**DESCRIPTION OF THE TASK:** Reproduce the summary below of the men's 100 metres T36 at the 2000 Summer Paralympics, word for word and in full.
* begin EXCERPT PROVIDED *
- Venue: Stadium Australia
- Competitors: 11 from 10 nations
- Winning time: 12.58

Medalists
- 1st place, gold medalist(s):  / So Wa Wai / Hong Kong
- 2nd place, silver medalist(s):  / Serhiy Norenko / Ukraine
- 3rd place, bronze medalist(s):  / Andriy Zhyltsov / Ukraine

= Athletics at the 2000 Summer Paralympics – Men's 100 metres T36 =

The men's 100 metres T36 took place in Stadium Australia.

There were two heats and one final round. The T36 is for athletes who have cerebral palsy or other coordination impairments.
* end EXCERPT PROVIDED *
* begin EXTRACTED INFORMATION *
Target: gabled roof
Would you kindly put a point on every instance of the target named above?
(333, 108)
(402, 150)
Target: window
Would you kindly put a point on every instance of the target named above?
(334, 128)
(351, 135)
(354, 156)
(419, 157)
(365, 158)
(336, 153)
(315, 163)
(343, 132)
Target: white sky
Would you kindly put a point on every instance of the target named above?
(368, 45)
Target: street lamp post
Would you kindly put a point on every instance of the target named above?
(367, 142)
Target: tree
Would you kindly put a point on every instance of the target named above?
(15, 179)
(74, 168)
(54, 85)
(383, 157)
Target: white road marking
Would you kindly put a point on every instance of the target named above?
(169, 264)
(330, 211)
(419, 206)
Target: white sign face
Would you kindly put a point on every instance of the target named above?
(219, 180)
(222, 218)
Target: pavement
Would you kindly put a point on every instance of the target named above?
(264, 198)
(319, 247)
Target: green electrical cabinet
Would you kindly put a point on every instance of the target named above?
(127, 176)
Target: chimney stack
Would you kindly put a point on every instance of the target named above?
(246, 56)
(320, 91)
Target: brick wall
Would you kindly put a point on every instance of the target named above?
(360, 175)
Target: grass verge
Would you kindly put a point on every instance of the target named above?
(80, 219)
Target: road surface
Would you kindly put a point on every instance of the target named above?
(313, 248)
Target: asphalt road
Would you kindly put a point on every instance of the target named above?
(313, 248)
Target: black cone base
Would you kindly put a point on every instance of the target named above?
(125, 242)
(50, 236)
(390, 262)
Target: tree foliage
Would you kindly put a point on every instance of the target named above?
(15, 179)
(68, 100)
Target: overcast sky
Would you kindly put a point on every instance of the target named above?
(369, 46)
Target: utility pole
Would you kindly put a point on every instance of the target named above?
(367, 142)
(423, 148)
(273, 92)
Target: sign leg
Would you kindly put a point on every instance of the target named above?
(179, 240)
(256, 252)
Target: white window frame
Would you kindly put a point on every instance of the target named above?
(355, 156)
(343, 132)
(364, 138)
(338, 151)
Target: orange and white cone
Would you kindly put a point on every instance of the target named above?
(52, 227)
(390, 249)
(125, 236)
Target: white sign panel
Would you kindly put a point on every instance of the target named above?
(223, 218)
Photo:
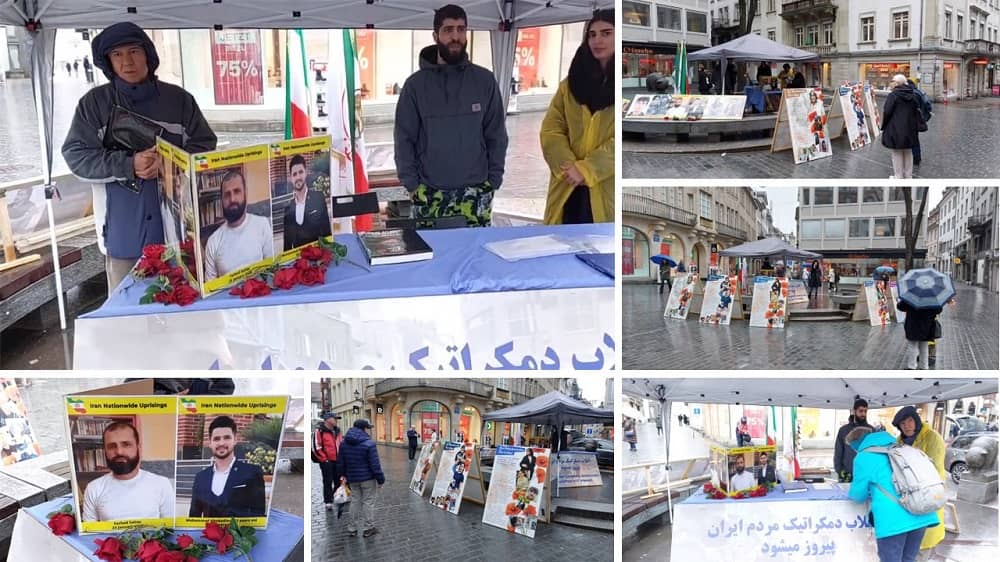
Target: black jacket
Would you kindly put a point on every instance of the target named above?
(899, 118)
(919, 324)
(315, 222)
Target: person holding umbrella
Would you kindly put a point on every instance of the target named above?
(922, 296)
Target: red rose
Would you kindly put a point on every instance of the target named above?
(62, 524)
(109, 549)
(185, 294)
(149, 550)
(312, 276)
(286, 278)
(154, 251)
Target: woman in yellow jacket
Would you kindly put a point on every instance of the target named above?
(578, 132)
(917, 434)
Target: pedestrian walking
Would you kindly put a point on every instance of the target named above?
(920, 327)
(901, 122)
(363, 470)
(915, 433)
(897, 531)
(326, 443)
(411, 437)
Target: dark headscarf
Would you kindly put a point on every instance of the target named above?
(590, 84)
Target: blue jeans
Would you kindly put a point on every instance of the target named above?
(903, 547)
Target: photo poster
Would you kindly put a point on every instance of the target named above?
(717, 307)
(874, 116)
(300, 168)
(852, 103)
(770, 298)
(517, 487)
(133, 437)
(877, 297)
(807, 122)
(425, 464)
(681, 294)
(449, 482)
(205, 435)
(17, 437)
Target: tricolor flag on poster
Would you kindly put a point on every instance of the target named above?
(297, 124)
(345, 122)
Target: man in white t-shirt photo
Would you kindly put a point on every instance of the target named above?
(244, 238)
(128, 491)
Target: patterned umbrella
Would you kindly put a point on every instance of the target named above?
(926, 288)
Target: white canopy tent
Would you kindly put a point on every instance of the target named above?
(43, 17)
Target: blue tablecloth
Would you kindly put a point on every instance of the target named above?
(461, 265)
(778, 495)
(283, 533)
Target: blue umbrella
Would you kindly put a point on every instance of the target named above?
(659, 259)
(926, 288)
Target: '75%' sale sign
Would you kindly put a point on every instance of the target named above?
(236, 59)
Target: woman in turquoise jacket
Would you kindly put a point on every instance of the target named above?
(897, 531)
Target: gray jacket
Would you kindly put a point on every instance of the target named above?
(449, 130)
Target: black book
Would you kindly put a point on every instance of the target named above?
(399, 245)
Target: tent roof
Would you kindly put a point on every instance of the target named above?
(768, 247)
(268, 14)
(753, 47)
(815, 393)
(554, 408)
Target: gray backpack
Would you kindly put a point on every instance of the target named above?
(915, 479)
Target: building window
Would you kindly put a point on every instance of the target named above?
(706, 205)
(668, 18)
(635, 13)
(847, 195)
(860, 228)
(885, 227)
(901, 25)
(811, 229)
(867, 29)
(697, 22)
(873, 194)
(833, 228)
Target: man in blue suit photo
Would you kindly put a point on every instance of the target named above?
(230, 487)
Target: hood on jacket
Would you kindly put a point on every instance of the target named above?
(428, 58)
(356, 436)
(123, 33)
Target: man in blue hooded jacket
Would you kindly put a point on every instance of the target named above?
(133, 219)
(450, 136)
(358, 457)
(897, 531)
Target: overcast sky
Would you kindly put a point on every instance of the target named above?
(784, 200)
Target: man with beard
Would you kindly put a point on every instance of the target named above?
(843, 453)
(306, 219)
(228, 488)
(450, 137)
(127, 492)
(244, 238)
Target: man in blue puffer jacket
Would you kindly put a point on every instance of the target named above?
(897, 531)
(359, 458)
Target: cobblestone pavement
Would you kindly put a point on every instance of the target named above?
(970, 339)
(963, 142)
(410, 529)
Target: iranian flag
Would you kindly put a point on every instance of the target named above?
(345, 123)
(296, 87)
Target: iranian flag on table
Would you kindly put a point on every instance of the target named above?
(345, 122)
(297, 123)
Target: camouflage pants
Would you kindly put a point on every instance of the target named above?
(475, 203)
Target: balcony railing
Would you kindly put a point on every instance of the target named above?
(467, 386)
(639, 205)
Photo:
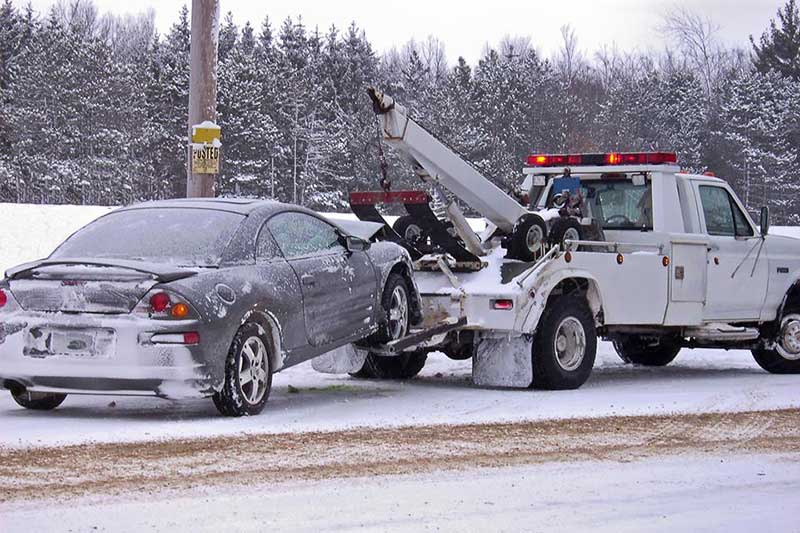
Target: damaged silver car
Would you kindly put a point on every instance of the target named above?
(187, 298)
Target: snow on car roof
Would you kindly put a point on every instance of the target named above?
(243, 206)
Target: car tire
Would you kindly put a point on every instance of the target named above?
(634, 349)
(403, 366)
(38, 401)
(528, 238)
(565, 228)
(565, 345)
(248, 374)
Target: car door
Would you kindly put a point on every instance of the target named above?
(338, 286)
(737, 263)
(279, 290)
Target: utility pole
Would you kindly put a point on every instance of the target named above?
(202, 86)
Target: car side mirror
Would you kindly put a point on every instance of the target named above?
(356, 244)
(764, 221)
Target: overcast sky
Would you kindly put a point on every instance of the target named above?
(466, 27)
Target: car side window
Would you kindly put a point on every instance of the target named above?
(266, 247)
(299, 234)
(723, 217)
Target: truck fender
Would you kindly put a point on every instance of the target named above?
(543, 288)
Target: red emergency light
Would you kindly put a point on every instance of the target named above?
(609, 159)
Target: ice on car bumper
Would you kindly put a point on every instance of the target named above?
(103, 355)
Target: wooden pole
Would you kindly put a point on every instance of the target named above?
(202, 85)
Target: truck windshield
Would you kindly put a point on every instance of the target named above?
(176, 236)
(617, 204)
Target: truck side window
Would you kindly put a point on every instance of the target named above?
(723, 216)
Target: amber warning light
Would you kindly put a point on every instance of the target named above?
(613, 158)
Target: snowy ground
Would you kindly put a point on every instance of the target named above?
(701, 491)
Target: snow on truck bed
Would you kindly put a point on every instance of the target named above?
(303, 400)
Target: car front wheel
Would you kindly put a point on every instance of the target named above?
(248, 374)
(38, 401)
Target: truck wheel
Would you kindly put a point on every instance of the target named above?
(657, 352)
(38, 401)
(563, 229)
(785, 357)
(565, 345)
(248, 374)
(403, 366)
(408, 229)
(528, 238)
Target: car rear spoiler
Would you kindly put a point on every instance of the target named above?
(162, 273)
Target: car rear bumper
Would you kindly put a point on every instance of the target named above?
(130, 364)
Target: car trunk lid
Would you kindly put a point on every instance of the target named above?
(81, 288)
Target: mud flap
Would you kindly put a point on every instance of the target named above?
(503, 362)
(340, 361)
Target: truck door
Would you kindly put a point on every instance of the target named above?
(338, 287)
(737, 263)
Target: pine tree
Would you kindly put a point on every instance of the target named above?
(779, 46)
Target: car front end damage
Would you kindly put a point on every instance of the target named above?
(120, 335)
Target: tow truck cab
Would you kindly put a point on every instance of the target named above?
(696, 254)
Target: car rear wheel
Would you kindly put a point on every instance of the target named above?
(565, 345)
(248, 374)
(38, 401)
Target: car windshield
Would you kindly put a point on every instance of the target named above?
(176, 236)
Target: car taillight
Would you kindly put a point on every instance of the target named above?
(163, 304)
(159, 302)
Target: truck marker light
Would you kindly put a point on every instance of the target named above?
(179, 310)
(503, 305)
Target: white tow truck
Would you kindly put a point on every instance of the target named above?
(646, 256)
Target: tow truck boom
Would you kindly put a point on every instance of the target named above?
(437, 163)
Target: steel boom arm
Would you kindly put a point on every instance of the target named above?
(442, 165)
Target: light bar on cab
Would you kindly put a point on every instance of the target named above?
(573, 160)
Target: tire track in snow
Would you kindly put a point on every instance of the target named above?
(105, 469)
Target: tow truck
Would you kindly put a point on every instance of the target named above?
(653, 259)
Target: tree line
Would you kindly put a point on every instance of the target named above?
(94, 106)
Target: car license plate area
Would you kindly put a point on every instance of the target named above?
(41, 343)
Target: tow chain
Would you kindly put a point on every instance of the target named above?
(386, 183)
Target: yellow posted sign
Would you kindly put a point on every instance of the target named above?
(206, 148)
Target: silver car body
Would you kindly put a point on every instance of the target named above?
* end EXTRACTED INFORMATION *
**RESULT FOR THIS TASK:**
- Venue: Stadium Australia
- Competitors: 11 from 10 nations
- Winning time: 12.58

Medalists
- 1st place, gold medalist(s):  / So Wa Wai / Hong Kong
- 2nd place, silver medalist(s):  / Serhiy Norenko / Ukraine
- 3rd place, bronze medalist(s):  / Andriy Zhyltsov / Ukraine

= Athletics at the 2000 Summer Paralympics – Men's 100 metres T36 =

The men's 100 metres T36 took place in Stadium Australia.

There were two heats and one final round. The T36 is for athletes who have cerebral palsy or other coordination impairments.